→ **ACTIVITY**
Every line of the entries with the word "grass" in it should be shown.

→ **MATERIAL FOR THIS TASK**
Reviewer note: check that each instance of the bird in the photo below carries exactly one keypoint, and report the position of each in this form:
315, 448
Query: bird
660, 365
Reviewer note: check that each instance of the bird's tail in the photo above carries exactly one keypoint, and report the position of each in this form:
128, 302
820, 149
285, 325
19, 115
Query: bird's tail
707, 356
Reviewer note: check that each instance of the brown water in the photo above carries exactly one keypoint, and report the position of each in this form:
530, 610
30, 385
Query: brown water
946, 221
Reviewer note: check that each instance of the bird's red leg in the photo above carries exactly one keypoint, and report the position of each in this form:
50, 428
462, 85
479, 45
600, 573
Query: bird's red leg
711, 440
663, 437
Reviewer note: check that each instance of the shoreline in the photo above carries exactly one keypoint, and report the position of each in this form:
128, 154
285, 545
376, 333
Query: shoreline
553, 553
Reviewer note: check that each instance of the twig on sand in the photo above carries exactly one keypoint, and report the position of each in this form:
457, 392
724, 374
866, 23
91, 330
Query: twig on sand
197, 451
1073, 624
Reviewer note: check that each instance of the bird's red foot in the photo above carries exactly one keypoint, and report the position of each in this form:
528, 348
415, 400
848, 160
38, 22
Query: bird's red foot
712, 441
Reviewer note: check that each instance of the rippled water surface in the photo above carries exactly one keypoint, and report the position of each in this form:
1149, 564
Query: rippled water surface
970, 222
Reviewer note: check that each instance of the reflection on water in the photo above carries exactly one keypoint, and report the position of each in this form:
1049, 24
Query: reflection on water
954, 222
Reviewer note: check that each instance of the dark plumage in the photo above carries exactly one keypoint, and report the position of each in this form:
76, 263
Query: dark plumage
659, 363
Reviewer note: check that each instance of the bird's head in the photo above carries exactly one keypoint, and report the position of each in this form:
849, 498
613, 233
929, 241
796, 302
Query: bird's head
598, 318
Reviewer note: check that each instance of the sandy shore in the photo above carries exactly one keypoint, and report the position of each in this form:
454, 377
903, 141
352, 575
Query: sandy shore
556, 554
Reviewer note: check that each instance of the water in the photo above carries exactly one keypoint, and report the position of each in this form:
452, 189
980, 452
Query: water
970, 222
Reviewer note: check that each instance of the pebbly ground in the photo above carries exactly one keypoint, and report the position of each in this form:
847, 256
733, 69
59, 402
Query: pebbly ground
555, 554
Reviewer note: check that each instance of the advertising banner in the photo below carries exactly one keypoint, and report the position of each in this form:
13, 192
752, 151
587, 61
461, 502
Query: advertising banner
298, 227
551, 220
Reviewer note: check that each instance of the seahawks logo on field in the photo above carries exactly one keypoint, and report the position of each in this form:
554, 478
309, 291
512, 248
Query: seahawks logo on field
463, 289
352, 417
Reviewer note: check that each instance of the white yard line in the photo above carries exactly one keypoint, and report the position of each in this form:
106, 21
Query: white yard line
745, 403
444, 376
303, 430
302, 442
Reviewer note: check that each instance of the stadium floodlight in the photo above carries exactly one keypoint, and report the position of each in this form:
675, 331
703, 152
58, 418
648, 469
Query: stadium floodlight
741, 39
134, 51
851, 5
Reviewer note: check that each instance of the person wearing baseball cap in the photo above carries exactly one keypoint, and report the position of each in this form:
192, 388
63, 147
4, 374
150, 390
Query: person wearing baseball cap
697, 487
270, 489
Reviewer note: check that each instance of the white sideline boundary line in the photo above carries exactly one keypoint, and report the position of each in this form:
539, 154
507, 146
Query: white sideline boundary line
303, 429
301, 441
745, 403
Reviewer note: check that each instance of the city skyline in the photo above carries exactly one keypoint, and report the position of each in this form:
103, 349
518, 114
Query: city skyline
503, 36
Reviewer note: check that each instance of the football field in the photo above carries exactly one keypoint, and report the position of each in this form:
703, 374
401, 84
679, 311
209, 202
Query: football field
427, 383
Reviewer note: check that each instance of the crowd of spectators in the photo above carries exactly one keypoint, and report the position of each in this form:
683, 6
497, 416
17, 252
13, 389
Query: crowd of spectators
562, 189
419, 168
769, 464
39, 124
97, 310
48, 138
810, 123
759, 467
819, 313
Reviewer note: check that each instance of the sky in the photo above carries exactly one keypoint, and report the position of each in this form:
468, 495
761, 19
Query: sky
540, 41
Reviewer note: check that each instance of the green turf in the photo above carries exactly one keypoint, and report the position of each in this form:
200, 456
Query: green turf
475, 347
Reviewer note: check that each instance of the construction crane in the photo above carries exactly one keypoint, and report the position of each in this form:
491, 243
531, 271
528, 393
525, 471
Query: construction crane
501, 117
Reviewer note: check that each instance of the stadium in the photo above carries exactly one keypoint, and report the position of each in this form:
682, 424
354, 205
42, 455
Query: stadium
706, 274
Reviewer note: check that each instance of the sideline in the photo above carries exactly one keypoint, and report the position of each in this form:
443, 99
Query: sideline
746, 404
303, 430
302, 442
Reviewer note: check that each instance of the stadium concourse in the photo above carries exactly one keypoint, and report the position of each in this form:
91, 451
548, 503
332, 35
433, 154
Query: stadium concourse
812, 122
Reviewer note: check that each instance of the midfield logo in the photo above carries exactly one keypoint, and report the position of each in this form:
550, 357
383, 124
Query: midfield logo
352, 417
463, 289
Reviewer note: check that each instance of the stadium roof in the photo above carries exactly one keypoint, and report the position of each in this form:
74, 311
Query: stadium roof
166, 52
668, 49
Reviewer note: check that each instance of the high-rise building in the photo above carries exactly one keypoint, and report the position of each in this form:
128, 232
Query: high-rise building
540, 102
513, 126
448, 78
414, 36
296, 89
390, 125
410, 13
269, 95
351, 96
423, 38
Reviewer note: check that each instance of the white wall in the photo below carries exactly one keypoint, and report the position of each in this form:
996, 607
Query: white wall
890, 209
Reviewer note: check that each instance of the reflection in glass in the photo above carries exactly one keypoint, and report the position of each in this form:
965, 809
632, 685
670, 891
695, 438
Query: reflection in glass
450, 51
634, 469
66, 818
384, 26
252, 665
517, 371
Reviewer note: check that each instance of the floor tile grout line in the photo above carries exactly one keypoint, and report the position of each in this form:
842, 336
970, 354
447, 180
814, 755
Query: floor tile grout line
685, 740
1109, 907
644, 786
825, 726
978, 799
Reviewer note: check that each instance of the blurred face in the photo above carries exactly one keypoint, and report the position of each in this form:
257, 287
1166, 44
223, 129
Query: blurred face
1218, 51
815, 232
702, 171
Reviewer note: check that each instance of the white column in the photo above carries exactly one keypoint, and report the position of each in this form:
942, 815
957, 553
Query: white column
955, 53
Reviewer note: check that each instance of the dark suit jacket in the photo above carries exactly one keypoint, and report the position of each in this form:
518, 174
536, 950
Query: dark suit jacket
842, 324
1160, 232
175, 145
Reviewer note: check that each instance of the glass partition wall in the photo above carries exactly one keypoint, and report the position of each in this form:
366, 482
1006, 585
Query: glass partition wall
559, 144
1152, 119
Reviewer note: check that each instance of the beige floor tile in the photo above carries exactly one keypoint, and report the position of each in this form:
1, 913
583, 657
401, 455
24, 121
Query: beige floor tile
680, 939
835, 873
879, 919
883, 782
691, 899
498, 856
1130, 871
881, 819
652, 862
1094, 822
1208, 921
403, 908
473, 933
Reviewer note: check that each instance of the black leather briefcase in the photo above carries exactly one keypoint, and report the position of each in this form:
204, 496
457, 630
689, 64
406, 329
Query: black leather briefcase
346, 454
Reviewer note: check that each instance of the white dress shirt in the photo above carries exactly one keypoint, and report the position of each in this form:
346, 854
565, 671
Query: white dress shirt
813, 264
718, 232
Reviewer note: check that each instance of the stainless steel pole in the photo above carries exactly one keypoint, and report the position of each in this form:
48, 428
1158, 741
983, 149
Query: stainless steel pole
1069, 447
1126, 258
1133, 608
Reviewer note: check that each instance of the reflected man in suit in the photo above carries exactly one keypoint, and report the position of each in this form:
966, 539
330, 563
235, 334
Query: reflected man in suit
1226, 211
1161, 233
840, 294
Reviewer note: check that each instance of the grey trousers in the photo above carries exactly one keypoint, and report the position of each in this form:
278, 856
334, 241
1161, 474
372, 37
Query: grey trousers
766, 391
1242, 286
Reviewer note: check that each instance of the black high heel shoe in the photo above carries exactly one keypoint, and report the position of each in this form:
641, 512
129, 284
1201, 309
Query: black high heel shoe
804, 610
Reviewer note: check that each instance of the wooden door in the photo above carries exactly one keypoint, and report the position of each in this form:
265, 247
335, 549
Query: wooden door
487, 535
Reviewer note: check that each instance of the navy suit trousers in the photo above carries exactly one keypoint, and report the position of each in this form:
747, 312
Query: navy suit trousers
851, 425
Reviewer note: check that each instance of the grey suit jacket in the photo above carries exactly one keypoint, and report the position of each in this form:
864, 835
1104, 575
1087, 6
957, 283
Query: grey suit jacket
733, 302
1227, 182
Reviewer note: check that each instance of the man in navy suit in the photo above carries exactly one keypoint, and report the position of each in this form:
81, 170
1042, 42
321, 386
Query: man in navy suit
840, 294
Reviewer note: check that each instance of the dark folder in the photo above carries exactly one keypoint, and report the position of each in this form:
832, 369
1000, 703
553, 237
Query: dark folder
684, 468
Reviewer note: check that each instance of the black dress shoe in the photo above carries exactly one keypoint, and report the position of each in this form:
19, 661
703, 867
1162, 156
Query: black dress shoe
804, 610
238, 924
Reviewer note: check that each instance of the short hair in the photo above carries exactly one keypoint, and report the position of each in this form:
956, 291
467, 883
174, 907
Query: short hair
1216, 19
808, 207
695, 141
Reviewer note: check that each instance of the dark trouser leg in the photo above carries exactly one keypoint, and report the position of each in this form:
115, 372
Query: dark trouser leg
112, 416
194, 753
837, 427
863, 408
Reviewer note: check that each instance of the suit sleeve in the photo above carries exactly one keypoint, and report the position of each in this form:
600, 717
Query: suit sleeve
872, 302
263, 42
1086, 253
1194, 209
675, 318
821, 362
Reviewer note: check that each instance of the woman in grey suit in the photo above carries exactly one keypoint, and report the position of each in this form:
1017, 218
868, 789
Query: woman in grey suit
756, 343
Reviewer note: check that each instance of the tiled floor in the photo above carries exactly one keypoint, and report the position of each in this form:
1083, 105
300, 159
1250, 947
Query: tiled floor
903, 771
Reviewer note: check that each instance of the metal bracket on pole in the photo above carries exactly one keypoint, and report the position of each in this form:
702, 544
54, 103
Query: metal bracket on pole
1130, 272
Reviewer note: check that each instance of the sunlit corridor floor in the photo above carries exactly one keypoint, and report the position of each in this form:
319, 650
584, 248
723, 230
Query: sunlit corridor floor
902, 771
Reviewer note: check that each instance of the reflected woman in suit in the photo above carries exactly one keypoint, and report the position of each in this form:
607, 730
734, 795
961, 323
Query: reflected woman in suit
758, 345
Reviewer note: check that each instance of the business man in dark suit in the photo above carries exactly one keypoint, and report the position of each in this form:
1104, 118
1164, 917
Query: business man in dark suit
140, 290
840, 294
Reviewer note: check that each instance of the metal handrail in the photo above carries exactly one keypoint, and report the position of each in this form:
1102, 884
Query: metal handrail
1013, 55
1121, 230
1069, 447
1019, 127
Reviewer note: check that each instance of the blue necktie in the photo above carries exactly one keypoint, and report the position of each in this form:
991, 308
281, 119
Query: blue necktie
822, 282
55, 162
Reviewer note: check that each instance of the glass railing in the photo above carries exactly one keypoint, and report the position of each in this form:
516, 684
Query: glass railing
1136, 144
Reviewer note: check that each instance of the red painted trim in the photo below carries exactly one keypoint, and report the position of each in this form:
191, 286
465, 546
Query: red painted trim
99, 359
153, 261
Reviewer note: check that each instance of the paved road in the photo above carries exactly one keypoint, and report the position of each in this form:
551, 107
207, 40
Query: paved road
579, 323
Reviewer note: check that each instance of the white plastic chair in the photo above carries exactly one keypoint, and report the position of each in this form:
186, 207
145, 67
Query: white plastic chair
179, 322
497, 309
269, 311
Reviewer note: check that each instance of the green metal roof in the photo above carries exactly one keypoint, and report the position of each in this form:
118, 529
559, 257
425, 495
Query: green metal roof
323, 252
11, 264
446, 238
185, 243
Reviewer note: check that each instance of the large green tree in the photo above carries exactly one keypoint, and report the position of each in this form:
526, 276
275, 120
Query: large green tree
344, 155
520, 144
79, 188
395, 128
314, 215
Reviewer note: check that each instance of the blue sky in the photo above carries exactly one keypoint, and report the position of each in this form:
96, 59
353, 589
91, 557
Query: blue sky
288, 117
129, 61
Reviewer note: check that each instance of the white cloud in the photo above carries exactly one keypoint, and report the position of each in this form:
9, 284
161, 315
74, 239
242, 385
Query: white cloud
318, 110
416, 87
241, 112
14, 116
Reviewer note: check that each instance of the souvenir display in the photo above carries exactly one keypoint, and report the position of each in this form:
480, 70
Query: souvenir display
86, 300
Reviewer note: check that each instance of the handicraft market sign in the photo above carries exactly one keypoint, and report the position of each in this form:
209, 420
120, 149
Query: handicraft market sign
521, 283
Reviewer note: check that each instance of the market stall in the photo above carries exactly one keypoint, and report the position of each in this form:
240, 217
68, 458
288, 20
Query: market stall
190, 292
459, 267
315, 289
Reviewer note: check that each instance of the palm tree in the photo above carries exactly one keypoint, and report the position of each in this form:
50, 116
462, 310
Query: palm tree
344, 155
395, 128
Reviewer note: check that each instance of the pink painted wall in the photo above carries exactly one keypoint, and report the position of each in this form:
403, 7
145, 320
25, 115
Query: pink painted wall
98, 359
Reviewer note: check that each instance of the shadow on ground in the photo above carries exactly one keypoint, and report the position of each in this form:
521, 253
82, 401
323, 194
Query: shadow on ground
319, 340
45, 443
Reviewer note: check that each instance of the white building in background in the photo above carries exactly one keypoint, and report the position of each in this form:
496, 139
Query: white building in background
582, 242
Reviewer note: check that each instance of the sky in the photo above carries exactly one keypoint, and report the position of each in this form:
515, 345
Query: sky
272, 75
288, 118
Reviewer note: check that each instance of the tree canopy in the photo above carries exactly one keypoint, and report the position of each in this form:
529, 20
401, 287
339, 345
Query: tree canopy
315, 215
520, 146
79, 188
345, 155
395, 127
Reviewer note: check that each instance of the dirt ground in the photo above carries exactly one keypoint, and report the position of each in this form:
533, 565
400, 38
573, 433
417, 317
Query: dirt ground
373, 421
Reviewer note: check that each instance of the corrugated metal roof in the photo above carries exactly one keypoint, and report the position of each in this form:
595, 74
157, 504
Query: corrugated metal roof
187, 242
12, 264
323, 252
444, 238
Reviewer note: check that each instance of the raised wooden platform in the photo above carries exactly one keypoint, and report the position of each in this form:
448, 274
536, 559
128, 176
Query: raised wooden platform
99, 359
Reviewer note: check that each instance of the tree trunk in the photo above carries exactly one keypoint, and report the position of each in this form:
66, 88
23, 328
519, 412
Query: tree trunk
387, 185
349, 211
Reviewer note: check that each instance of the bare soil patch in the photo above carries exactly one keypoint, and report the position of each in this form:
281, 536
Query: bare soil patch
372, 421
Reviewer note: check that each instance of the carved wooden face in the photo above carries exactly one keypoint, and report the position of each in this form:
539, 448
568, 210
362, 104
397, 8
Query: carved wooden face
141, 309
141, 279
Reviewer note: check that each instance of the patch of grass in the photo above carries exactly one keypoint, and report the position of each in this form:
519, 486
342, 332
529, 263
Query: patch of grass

→ **ANSWER TO THE PROBLEM**
Reviewer note: check that each instance of the patch of grass in the photo above carries exactly one keypoint, and report the position of each in this form:
Query: patch of grass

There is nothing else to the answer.